**Data records**.

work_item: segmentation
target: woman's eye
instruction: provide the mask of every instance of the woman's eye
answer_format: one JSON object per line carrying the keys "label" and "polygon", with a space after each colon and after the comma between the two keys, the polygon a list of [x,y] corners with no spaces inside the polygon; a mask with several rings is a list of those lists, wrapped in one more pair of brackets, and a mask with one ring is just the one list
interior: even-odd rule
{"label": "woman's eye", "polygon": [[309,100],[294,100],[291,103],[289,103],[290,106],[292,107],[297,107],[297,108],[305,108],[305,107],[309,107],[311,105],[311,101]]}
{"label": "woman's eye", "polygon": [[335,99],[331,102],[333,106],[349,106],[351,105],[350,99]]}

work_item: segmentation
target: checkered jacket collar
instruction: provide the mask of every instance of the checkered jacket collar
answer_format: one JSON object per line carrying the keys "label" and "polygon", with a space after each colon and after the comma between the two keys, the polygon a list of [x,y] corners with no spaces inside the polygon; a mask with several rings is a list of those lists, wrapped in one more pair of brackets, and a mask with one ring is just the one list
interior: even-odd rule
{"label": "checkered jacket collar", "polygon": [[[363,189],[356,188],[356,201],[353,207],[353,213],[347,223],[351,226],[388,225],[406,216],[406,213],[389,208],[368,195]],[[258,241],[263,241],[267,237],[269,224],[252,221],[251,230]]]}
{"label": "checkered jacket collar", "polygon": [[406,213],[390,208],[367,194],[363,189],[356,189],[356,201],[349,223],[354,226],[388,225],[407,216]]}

**Prompt**.
From the first line down to the last, give the records again exactly.

**Output**.
work_item: segmentation
target: woman's eye
instruction: provide the mask of every instance of the woman's eye
answer_format: one JSON object per line carrying the keys "label" and "polygon", with a space after each colon and after the comma between the two keys, the polygon a list of [x,y] corners with no spaces inside the polygon; a mask with several rings is a list of those lists, wrapped in one more pair of brackets, and a mask with one ring is just the one list
interior: even-odd rule
{"label": "woman's eye", "polygon": [[309,100],[294,100],[291,103],[289,103],[290,106],[292,107],[297,107],[297,108],[305,108],[305,107],[309,107],[311,105],[311,101]]}
{"label": "woman's eye", "polygon": [[335,99],[331,102],[333,106],[349,106],[351,105],[350,99]]}

work_item: segmentation
target: checkered jacket collar
instruction: provide the mask of every instance of the checkered jacket collar
answer_format: one JSON object per line carrying the keys "label" and "polygon", with a space after each colon and after the comma between the two keys, the polygon a list of [x,y] corners with no spaces inside the polygon; a mask with several rings is a list of those lists, wrapped in one more pair of brackets, and a mask with one ring is just the one list
interior: even-odd rule
{"label": "checkered jacket collar", "polygon": [[[363,189],[356,188],[356,201],[353,207],[353,213],[347,223],[351,226],[388,225],[406,216],[406,213],[389,208],[368,195]],[[258,241],[263,241],[267,237],[269,224],[252,221],[251,230]]]}
{"label": "checkered jacket collar", "polygon": [[406,213],[390,208],[367,194],[363,189],[356,189],[356,201],[349,223],[354,226],[388,225],[407,216]]}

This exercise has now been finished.